Challenge
Put every line of the listing below into a numbered list, skipping any blank lines and leaving the pictures out.

::: Record extracts :::

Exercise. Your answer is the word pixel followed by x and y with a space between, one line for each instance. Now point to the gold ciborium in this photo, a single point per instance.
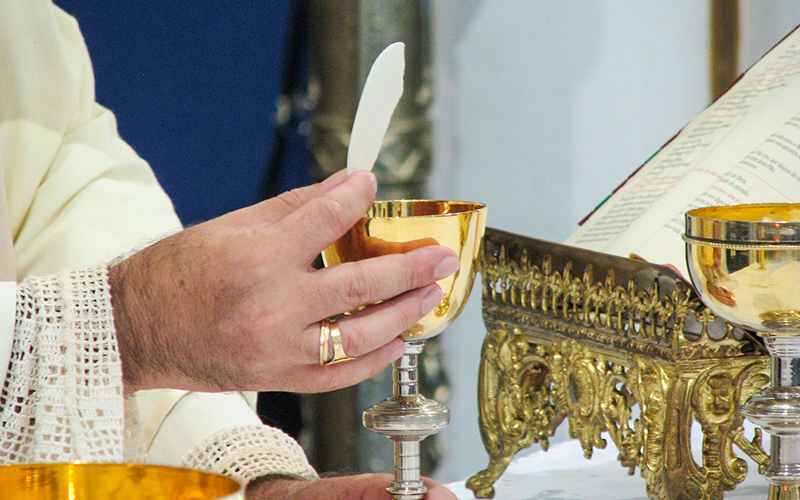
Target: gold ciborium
pixel 395 226
pixel 744 261
pixel 77 481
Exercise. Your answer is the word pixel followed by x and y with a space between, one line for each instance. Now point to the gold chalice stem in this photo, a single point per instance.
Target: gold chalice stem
pixel 407 417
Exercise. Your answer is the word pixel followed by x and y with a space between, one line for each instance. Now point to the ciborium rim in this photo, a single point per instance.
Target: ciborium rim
pixel 475 207
pixel 745 227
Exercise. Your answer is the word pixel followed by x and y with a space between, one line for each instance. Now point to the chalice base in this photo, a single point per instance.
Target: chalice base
pixel 407 417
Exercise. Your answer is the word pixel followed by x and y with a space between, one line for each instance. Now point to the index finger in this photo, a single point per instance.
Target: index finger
pixel 323 220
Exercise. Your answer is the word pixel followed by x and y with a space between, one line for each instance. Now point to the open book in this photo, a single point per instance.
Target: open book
pixel 743 148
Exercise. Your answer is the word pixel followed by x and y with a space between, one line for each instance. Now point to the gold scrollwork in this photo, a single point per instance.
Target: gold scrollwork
pixel 566 345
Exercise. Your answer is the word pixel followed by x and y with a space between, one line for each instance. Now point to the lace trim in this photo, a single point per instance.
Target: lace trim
pixel 249 452
pixel 62 398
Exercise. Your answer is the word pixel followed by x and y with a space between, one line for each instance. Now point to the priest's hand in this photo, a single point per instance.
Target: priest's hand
pixel 361 487
pixel 235 303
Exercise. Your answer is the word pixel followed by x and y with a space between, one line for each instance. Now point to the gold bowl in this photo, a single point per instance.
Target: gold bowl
pixel 398 226
pixel 744 261
pixel 77 481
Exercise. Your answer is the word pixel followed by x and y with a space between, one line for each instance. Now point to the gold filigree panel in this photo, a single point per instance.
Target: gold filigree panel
pixel 622 350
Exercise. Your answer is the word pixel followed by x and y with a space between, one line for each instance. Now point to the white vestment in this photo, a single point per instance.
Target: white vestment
pixel 77 196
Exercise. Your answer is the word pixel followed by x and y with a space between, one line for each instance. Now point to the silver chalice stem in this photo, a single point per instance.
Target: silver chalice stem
pixel 407 417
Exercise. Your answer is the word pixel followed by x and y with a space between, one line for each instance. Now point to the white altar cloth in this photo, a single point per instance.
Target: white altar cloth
pixel 562 473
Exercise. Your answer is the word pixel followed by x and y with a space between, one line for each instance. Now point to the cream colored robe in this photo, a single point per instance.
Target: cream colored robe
pixel 77 196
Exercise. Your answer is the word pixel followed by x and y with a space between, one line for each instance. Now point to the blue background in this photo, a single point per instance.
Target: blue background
pixel 194 87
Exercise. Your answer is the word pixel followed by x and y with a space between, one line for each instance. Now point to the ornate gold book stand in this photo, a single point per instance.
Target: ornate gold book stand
pixel 618 346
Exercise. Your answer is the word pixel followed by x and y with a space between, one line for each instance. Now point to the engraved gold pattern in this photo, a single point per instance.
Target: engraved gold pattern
pixel 621 349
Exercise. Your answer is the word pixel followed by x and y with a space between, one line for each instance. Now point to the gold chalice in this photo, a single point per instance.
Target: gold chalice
pixel 77 481
pixel 744 261
pixel 395 226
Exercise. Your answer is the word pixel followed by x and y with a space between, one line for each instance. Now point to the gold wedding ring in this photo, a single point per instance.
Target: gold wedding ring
pixel 329 334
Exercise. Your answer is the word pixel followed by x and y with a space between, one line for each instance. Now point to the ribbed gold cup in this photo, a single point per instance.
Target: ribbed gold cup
pixel 74 481
pixel 397 226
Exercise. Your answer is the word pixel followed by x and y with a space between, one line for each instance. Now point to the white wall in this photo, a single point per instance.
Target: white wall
pixel 543 108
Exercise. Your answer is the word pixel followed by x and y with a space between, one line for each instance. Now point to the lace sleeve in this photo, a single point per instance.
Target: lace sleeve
pixel 62 398
pixel 247 452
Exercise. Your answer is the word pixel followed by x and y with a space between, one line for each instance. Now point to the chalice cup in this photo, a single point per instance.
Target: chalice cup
pixel 744 261
pixel 394 226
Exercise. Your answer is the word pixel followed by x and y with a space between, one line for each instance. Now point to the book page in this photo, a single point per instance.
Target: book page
pixel 707 148
pixel 768 174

:::

Solution to this task
1. Exercise. Your answer is the word pixel followed by x and y with a space between, one line for each instance. Now point to the gold ciborium in this photo, a single point per instance.
2. Target: gold ciborium
3. pixel 395 226
4. pixel 744 261
5. pixel 77 481
6. Exercise. Your answer is the word pixel followed by x and y with a space between, one line for each instance. Now point to the gold chalice stem in this photo, a single point per instance.
7. Target: gold chalice stem
8. pixel 407 417
9. Exercise. Your answer is the word pixel followed by x and y with a space between, one line for each instance. Now point to the ciborium rim in this photo, a single point per instance.
10. Target: ciborium rim
11. pixel 475 207
12. pixel 745 227
13. Exercise. Your answer is the word pixel followed by x and y with a space between, one line for each instance. Now point to the chalice base in this photo, a single point per instance.
14. Target: chalice base
15. pixel 407 417
16. Exercise. Your answer is the word pixel followed by x and y with a space between, one line for each instance. Now point to the index finger in this photo, a single point per instance.
17. Target: index finger
18. pixel 323 220
19. Exercise. Your answer is the word pixel followed by x and y with a space between, one line for each instance. Now point to the open book in this photo, a single point per instance.
20. Target: open book
21. pixel 743 148
22. Exercise. Your answer is the word pixel followed by x and y with a space between, one line for each instance. Now point to the gold scrollwork in this photo, a single point per instance.
23. Target: gold scrollwork
24. pixel 566 345
25. Exercise. Your answer is the word pixel followed by x and y with a space between, one line for each instance. Now point to the lace trim in this photo, a single point per instance.
26. Target: lace trim
27. pixel 249 452
28. pixel 62 398
29. Exercise. Your answer is the word pixel followed by x and y with a space between, one line for each instance. Now point to the priest's hand in this photo, a single point per instance.
30. Target: priest's hand
31. pixel 361 487
32. pixel 235 303
33. Exercise. Your answer is the word pixel followed by x and y with a space between, one line for each instance. Now point to the gold bowl in this photo, a single point per instance.
34. Target: gold bowl
35. pixel 398 226
36. pixel 744 261
37. pixel 77 481
38. Exercise. Your answer is the word pixel followed by x and y with a space between, one line for each instance. Now point to the gold filigree panel in this photo, a single point per instance.
39. Target: gold filigree panel
40. pixel 622 350
41. Exercise. Your answer is the word pixel followed by x and y with a space between, one line for each instance. Now point to the white vestment in this photo, a single point per instance.
42. Target: white vestment
43. pixel 77 196
44. Exercise. Your answer is the word pixel followed by x and y with a space between, one line for each instance. Now point to the silver chalice stem in this photo, a single point per instance.
45. Target: silver chalice stem
46. pixel 407 417
47. Exercise. Your answer is the word pixel followed by x and y with a space between, one line for each instance. Now point to the white altar cloth in this photo, a single point per instance.
48. Target: white altar cloth
49. pixel 562 473
50. Exercise. Your answer is the word pixel followed by x and y with a space between, one line for each instance. Now point to the cream colored robe in this photo, a single point per instance.
51. Target: cream colored robe
52. pixel 77 196
53. Exercise. Your answer is the word pixel followed by x and y with a space between, one line for each instance. Now point to the blue background in this photo, a single point per instance.
54. Target: blue background
55. pixel 194 87
56. Exercise. Your answer is the word pixel followed by x and y with a space between, one line for each instance. Now point to the ornate gold book stand in this photo, a single point per instance.
57. Target: ornate gold book stand
58. pixel 618 346
59. Exercise. Your answer is the word pixel followed by x and y with a space between, one line for each instance. Now point to the engraved gold pattern in this photo, a single point per instance.
60. Target: engraved gold pattern
61. pixel 621 349
62. Exercise. Your answer is the word pixel followed by x and y with a space between, one line for each instance. Now point to the gold chalice in this photo, a single point per instance.
63. Target: gold chalice
64. pixel 77 481
65. pixel 744 261
66. pixel 395 226
67. Exercise. Your answer is the word pixel followed by x and y with a space between, one line for each instance. Now point to the gold wedding ring in this photo, a single point per instance.
68. Target: gold wedding ring
69. pixel 329 334
70. Exercise. Your answer is the word pixel followed by x and y with a space between, one line for each instance. Now point to the ribbed gold cup in this photo, a single point per instance.
71. Target: ribbed gold cup
72. pixel 74 481
73. pixel 397 226
74. Exercise. Your answer is the word pixel followed by x and y with a space between, one line for each instance. Now point to the white wall in this photo, a single point per instance.
75. Target: white wall
76. pixel 543 108
77. Exercise. Your answer is the word pixel followed by x and y with a space between, one line for each instance. Now point to the lace sleeve in this photo, a single point per instance.
78. Target: lace sleeve
79. pixel 62 398
80. pixel 247 452
81. Exercise. Your answer is the word pixel followed by x and y with a space between, one line for each instance. Now point to the chalice cup in this photo, a single point per instance.
82. Target: chalice cup
83. pixel 744 261
84. pixel 394 226
85. Exercise. Your answer is the word pixel followed by x and y with a space between, one line for each instance. Now point to the book page in this photo, a single point per instance.
86. Target: book page
87. pixel 707 148
88. pixel 768 174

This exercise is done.